++++ TEXTE DE LECTURE ++++

Comment êtes vous arrivée dans le milieu du football ?

Ma maman jouait au foot à Grayan-et-l’Hôpital, dans le Médoc, dans un club dont elle s’occupe toujours avec mon papa. J’ai baigné dans le football très tôt. Je suis née avec un ballon. Maman a été une précurseuse du football féminin, en créant un club en 1979, un an après ma naissance. Je suis rentrée dans la section avec ma sœur et j’ai pu jouer en national 1. Je ne sais pas si j’aurais pu faire autre chose que du football. Je suivais ma mère sur le terrain, quand elle jouait, quand elle entraînait… Et je pense qu’on n’aurait pas pu en terme d’organisation faire autre chose. J’ai forcément adhéré car je la suivais partout. Il y a peut-être eu la période d’adolescence, qui est difficile où par rébellion, je ne voulais plus faire ça. Mais ma mère m’a toujours poussé et j’ai pu jouer à un bon niveau grâce à elle.

++++ LIGNES EXTRAITES ++++

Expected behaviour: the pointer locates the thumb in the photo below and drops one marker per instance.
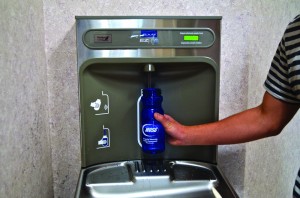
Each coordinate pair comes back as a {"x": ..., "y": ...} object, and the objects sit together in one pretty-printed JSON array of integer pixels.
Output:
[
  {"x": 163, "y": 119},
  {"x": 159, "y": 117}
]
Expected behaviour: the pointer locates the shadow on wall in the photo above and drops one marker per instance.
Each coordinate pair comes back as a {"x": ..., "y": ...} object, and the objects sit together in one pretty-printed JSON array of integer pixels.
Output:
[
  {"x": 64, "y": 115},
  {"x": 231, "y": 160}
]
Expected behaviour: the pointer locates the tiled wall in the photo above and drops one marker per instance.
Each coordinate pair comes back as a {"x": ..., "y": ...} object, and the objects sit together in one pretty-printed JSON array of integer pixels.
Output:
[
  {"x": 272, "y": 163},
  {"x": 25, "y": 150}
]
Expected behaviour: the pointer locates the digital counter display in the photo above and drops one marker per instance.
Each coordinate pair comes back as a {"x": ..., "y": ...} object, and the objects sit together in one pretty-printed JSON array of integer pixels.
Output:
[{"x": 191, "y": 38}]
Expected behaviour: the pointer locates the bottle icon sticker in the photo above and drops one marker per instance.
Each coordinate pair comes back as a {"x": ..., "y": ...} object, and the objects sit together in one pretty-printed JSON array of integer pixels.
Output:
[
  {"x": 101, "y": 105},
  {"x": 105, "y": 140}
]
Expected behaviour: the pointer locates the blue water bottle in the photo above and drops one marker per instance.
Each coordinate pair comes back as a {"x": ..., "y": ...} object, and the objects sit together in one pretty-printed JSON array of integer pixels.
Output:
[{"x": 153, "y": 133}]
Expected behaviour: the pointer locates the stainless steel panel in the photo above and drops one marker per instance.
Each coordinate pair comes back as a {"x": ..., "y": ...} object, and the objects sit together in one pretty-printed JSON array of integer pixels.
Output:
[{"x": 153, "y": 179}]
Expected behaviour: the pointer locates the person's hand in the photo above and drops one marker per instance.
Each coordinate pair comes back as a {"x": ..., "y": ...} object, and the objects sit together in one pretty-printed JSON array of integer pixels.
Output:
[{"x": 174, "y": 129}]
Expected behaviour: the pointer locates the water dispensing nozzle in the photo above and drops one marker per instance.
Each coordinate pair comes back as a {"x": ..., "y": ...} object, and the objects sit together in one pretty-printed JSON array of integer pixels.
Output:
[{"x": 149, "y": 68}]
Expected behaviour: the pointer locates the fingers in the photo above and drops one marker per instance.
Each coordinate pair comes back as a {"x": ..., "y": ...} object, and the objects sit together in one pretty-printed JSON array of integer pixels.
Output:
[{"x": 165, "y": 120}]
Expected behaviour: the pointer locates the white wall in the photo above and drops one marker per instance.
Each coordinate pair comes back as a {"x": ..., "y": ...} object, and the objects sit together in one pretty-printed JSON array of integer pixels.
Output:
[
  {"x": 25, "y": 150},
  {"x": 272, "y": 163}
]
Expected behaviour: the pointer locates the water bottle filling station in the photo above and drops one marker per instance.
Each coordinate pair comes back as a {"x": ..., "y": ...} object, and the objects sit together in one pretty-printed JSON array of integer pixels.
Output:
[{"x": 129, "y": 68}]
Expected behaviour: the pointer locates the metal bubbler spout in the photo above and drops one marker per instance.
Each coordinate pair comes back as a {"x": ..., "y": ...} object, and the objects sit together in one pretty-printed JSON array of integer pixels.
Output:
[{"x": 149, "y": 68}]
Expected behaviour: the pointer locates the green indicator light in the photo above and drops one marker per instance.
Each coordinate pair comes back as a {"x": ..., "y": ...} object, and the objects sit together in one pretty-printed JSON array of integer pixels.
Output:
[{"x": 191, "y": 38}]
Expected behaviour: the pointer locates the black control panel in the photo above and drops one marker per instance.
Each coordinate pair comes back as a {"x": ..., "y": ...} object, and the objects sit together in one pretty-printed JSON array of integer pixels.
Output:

++++

- **CONSIGNES À TRAITER**:
**a.** Répondez aux questions suivantes à partir de l'entretien sur le football :
(i) Dans quelle commune la mère de la personne interrogée jouait-elle au football ?
(ii) En quelle année la mère a-t-elle créé un club ?
(iii) À quel niveau la personne interrogée a-t-elle pu jouer ?
**b.** Citez fidèlement, dans l'entretien sur le football, tout ce qui va de « Comment êtes vous » jusqu'à « grâce à elle. ».

- **RÉPONSES ATTENDUES**:
**a.**
(i) À Grayan-et-l'Hôpital, dans le Médoc.
(ii) En 1979.
(iii) En national 1.

**b.**
Comment êtes vous arrivée dans le milieu du football ?

Ma maman jouait au foot à Grayan-et-l’Hôpital, dans le Médoc, dans un club dont elle s’occupe toujours avec mon papa. J’ai baigné dans le football très tôt. Je suis née avec un ballon. Maman a été une précurseuse du football féminin, en créant un club en 1979, un an après ma naissance. Je suis rentrée dans la section avec ma sœur et j’ai pu jouer en national 1. Je ne sais pas si j’aurais pu faire autre chose que du football. Je suivais ma mère sur le terrain, quand elle jouait, quand elle entraînait… Et je pense qu’on n’aurait pas pu en terme d’organisation faire autre chose. J’ai forcément adhéré car je la suivais partout. Il y a peut-être eu la période d’adolescence, qui est difficile où par rébellion, je ne voulais plus faire ça. Mais ma mère m’a toujours poussé et j’ai pu jouer à un bon niveau grâce à elle.